- Excerpt to read:
* * *

Finally, we want to point out and emphasize the main novelties of the paper. Standard methods [17, 20] for proving (1.4) are based on regularization of arbitrary function \(u \in W_0^{1,p}(\Omega )\) satisfying \({\mathcal {G}}(u) < \infty \) with a sequence of smooth functions \(u^{\varepsilon } = u *\eta _{\varepsilon }\) and passing to the limit \({\mathcal {G}}(u^{\varepsilon }) \rightarrow {\mathcal {G}}(u)\) as \(\varepsilon \rightarrow 0\). The latter is not trivial because the integrand in (1.1) is x-dependent. More precisely, if the integrand is convex and autonomous (i.e. it does not depend on x) one can use Jensen’s inequality and Vitali convergence theorem to prove that \({\mathcal {G}}(u^{\varepsilon }) \rightarrow {\mathcal {G}}(u)\) whenever \({\mathcal {G}}(u) < \infty \). In particular, there is no Lavrentiev phenomenon in this case; see also [9].

* * *

- Information supplied:
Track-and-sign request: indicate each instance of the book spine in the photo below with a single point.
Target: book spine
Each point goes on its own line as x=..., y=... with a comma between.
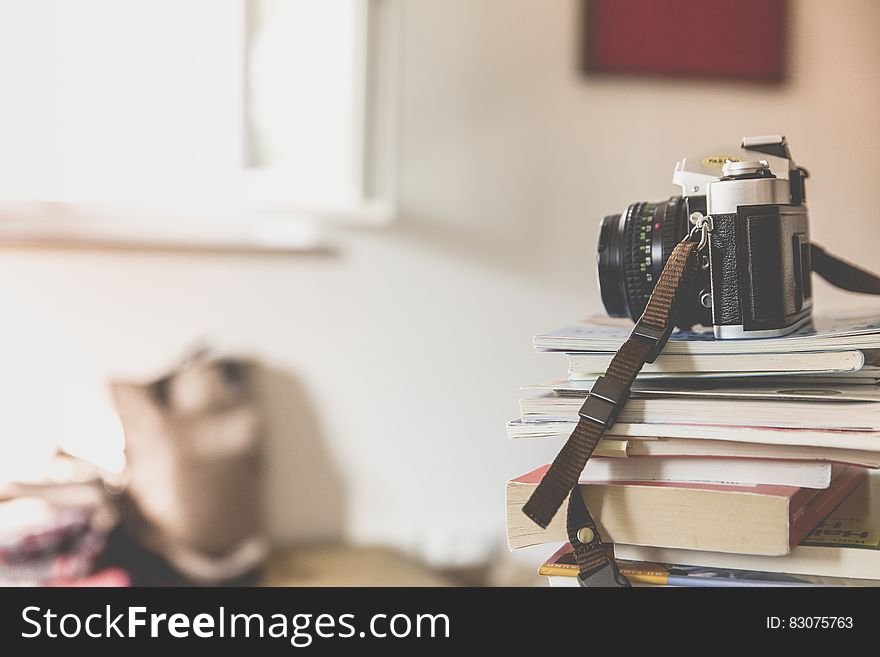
x=809, y=507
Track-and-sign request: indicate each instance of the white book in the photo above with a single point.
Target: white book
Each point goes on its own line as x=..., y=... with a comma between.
x=856, y=416
x=733, y=471
x=864, y=442
x=586, y=365
x=764, y=389
x=831, y=333
x=845, y=544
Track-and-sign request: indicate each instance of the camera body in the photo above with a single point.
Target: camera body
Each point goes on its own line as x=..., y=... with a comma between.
x=755, y=280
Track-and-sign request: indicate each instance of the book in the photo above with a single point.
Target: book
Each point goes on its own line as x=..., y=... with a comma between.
x=561, y=570
x=738, y=389
x=830, y=333
x=855, y=416
x=646, y=446
x=697, y=469
x=693, y=516
x=586, y=365
x=845, y=544
x=551, y=427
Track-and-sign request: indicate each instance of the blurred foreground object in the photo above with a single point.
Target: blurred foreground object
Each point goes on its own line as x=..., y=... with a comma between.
x=53, y=533
x=192, y=449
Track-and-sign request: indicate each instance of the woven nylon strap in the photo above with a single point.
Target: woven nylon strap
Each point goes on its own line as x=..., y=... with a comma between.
x=596, y=567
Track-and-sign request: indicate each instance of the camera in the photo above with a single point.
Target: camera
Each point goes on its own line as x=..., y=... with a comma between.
x=754, y=281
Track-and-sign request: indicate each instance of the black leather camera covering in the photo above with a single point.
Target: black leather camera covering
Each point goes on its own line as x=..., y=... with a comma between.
x=760, y=267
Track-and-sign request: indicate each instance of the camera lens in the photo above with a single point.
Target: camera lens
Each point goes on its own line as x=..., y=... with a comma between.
x=633, y=247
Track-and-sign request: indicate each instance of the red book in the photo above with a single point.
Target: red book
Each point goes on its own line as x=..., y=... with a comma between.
x=760, y=519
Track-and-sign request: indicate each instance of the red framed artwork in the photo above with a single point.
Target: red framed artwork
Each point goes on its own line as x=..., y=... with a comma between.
x=725, y=39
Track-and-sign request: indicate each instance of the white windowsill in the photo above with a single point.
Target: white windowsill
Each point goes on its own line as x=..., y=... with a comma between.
x=280, y=230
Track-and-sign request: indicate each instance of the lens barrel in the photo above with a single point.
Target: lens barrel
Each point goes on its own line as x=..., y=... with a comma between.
x=633, y=247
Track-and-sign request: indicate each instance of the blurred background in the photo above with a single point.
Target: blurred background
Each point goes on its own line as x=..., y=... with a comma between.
x=365, y=209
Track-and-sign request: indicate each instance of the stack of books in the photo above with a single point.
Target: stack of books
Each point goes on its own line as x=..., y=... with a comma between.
x=735, y=462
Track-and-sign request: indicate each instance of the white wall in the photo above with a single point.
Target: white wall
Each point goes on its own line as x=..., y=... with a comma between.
x=397, y=360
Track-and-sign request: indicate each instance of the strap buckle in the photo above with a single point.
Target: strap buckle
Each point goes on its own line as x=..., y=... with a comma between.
x=604, y=402
x=607, y=576
x=657, y=337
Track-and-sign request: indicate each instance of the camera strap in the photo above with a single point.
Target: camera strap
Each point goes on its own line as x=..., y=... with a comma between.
x=841, y=273
x=610, y=392
x=606, y=398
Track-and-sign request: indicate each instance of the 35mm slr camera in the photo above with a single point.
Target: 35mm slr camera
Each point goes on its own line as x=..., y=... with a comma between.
x=755, y=280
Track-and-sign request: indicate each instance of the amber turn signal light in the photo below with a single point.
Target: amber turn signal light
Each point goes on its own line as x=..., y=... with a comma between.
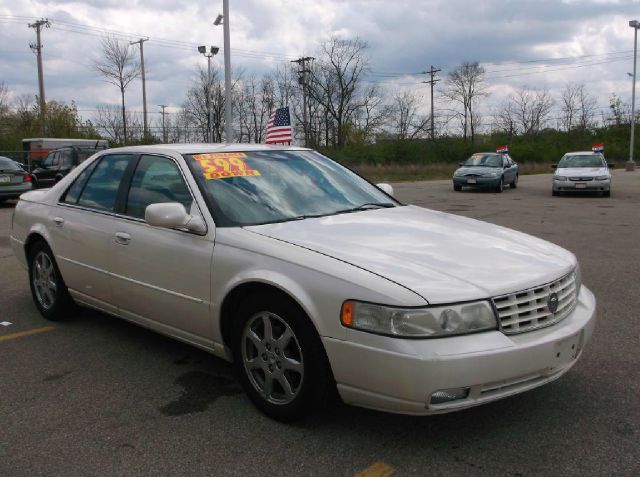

* * *

- Your tasks:
A. According to the passage on regularization, what two tools can be used to prove convergence when the integrand is convex and autonomous?
B. For each statement, say whether it agrees with the passage on regularization, and quote the words that decide it.
(i) Passing to the limit is not trivial because the integrand in (1.1) depends on x.
(ii) An autonomous integrand is one that depends on x.
(iii) When the integrand is convex and autonomous, the Lavrentiev phenomenon occurs.
C. Extend the passage on regularization, beginning right after its final sentence.
The rows have no connection to the passage on regularization.

- Responses by task:
A. Jensen's inequality and the Vitali convergence theorem.

B.
(i) Yes: "The latter is not trivial because the integrand in (1.1) is x-dependent."
(ii) No: "autonomous (i.e. it does not depend on x)"
(iii) No: "In particular, there is no Lavrentiev phenomenon in this case"

C.
The strategy to deal with the non-autonomous case is to approximate locally the integrand with autonomous function that does not depend on x (see Lemma 5.4) so that one can exploit Jensen’s inequality. The approximation requires good estimate on \(\left\| \nabla u^{\varepsilon }\right\| _{\infty }\) which results in constraint on exponents p and q. The estimate on gradient is obtained by writing \(\nabla u^{\varepsilon } = \nabla u *\eta _{\varepsilon }\) and using the fact that \(\nabla u \in L^p(\Omega )\). Our main contribution is an observation that it is sufficient to approximate only bounded functions u (i.e. \(u \in L^{\infty }(\Omega )\)). It turns out that for \(p < d\), it is a better strategy to write \(\nabla u^{\varepsilon } = u *\nabla \eta _{\varepsilon }\) and exploit the estimate \(u \in L^{\infty }(\Omega )\) rather that \(\nabla u \in L^p(\Omega )\). We remark that these observations have been already used in our recent paper on parabolic equations [11] but at that point we did not observe that similar ideas may bring new information to analysis of the Lavrentiev phenomenon.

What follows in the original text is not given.